[GOAL] Please copy the data verbatim, starting at the line that contains "the footprint in sand" and continuing through the last line of the data, both ends included.

Coordinate annotation entries

------------------------------------------------

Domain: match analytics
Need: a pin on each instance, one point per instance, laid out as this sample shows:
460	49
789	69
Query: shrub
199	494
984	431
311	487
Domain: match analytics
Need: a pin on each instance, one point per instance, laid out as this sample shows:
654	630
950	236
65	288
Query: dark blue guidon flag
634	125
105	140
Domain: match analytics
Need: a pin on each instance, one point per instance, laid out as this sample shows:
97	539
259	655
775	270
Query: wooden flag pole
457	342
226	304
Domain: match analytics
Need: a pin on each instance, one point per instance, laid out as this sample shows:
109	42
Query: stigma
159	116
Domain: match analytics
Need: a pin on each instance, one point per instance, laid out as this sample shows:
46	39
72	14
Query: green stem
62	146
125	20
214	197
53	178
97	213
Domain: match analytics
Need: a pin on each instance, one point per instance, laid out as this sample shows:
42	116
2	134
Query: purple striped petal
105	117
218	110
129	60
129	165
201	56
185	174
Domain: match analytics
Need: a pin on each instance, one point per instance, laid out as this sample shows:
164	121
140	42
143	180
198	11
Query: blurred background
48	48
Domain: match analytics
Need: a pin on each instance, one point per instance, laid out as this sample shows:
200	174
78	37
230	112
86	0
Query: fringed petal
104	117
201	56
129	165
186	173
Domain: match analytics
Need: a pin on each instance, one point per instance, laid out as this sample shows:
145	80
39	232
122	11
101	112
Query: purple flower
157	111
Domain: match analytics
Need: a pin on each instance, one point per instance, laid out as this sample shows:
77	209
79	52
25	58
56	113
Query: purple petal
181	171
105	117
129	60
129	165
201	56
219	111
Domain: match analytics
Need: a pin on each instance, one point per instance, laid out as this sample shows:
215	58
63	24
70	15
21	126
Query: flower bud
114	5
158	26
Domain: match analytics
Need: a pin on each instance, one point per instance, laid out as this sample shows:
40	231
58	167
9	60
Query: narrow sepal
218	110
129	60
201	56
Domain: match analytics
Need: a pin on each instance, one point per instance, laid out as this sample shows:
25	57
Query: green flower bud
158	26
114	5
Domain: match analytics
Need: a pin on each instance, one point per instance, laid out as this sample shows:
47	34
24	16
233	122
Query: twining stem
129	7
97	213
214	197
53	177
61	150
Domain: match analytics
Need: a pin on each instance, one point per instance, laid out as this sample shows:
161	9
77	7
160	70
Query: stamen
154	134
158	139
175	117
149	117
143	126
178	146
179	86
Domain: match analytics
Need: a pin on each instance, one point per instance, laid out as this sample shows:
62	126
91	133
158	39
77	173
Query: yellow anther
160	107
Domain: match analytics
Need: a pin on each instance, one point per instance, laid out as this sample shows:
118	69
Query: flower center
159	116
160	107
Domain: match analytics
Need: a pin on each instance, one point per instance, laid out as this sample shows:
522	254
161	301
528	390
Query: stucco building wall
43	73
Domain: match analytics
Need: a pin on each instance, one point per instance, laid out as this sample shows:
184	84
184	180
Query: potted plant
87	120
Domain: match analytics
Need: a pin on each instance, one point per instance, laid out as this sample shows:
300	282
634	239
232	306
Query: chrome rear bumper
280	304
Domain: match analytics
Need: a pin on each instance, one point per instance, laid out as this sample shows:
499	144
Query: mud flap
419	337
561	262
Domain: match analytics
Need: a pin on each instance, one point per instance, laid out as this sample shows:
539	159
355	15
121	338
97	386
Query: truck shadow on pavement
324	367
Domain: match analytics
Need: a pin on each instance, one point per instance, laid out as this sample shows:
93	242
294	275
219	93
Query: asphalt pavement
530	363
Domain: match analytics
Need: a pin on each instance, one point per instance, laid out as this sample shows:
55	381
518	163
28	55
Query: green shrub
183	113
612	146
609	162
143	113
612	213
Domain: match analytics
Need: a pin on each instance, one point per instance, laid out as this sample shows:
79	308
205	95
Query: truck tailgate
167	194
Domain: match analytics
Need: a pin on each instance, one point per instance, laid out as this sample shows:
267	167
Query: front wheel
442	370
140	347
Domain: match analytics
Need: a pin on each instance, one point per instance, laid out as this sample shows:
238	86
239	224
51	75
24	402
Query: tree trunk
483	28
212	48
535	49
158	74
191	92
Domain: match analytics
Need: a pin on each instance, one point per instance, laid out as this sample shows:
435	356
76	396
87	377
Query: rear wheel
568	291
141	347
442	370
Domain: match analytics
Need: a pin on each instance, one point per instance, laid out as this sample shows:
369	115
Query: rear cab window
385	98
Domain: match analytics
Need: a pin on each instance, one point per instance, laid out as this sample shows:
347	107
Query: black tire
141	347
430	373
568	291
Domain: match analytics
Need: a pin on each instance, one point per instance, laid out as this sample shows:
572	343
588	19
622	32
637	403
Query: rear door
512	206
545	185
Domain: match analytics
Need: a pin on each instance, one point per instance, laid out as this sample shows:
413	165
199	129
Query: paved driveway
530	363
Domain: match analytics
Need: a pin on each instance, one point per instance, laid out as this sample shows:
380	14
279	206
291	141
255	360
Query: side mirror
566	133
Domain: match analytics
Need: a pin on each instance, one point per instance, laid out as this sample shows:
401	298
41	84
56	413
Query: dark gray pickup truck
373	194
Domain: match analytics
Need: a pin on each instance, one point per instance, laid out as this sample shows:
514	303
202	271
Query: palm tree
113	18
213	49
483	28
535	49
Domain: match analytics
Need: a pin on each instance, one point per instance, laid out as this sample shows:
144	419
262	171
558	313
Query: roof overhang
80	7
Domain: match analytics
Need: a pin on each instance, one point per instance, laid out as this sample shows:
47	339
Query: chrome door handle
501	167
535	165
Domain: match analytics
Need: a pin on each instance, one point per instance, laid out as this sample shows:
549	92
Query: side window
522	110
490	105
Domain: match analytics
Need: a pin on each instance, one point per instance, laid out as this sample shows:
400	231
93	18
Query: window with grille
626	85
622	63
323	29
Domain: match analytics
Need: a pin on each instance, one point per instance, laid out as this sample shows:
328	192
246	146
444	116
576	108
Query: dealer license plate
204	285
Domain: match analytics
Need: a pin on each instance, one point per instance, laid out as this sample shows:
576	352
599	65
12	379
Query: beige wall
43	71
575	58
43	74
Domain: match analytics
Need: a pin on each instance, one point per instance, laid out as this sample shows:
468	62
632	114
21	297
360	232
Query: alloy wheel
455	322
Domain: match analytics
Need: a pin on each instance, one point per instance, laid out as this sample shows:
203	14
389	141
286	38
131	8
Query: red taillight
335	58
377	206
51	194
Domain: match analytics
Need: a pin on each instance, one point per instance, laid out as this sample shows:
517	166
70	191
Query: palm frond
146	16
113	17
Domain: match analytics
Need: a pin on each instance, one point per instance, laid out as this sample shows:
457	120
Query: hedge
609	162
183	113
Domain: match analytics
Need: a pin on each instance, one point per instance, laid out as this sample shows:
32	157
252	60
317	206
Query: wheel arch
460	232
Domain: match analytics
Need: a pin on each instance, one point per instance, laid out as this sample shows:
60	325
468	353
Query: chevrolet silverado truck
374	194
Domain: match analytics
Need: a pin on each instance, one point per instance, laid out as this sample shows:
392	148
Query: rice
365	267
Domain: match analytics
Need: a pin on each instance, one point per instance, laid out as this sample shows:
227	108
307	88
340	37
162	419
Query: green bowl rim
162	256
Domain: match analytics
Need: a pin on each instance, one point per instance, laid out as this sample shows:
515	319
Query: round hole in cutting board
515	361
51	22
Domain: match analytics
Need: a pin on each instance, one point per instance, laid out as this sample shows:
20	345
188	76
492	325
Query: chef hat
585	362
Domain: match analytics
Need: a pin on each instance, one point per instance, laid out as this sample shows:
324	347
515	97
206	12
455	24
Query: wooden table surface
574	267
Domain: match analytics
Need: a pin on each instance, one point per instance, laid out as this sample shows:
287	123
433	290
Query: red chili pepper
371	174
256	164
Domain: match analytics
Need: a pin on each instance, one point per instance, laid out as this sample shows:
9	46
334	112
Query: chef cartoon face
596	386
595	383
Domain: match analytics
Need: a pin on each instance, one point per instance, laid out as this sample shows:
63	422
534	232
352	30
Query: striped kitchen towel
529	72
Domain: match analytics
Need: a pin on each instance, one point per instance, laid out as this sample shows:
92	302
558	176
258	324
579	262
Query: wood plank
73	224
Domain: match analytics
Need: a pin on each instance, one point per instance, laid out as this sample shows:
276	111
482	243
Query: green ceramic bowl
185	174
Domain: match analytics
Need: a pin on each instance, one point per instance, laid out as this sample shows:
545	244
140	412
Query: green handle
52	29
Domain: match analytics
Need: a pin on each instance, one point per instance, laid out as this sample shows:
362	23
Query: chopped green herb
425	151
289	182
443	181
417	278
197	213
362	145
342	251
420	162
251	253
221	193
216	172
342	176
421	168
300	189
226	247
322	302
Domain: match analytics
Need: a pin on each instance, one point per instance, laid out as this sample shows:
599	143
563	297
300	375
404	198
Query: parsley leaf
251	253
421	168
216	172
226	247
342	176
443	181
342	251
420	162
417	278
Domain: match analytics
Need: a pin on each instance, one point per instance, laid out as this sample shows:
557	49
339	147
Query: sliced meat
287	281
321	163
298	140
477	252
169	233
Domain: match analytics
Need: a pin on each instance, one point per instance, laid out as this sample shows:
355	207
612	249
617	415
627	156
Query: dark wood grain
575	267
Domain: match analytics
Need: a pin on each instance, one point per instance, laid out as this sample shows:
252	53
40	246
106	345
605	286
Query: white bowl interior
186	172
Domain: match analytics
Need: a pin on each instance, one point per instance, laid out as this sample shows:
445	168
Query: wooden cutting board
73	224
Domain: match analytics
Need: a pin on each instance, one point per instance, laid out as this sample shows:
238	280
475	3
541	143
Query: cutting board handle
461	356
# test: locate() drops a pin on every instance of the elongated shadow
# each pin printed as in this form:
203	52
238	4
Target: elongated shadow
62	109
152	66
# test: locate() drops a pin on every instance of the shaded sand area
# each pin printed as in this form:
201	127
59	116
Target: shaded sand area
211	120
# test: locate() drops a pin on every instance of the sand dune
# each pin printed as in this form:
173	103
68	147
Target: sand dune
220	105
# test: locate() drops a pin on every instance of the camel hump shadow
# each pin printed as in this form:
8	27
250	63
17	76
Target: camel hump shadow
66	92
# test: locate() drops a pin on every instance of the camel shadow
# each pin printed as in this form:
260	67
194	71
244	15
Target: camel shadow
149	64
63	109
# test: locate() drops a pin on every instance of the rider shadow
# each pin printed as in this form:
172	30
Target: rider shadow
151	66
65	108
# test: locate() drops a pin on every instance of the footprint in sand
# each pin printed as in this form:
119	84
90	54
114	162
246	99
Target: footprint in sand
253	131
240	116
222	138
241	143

------------------------------------------------

[FULL ANSWER]
# test: locate() drops a pin on every instance of the footprint in sand
# each pin printed as in this form:
119	84
90	54
114	162
246	99
Target: footprint in sand
253	131
240	116
222	138
241	143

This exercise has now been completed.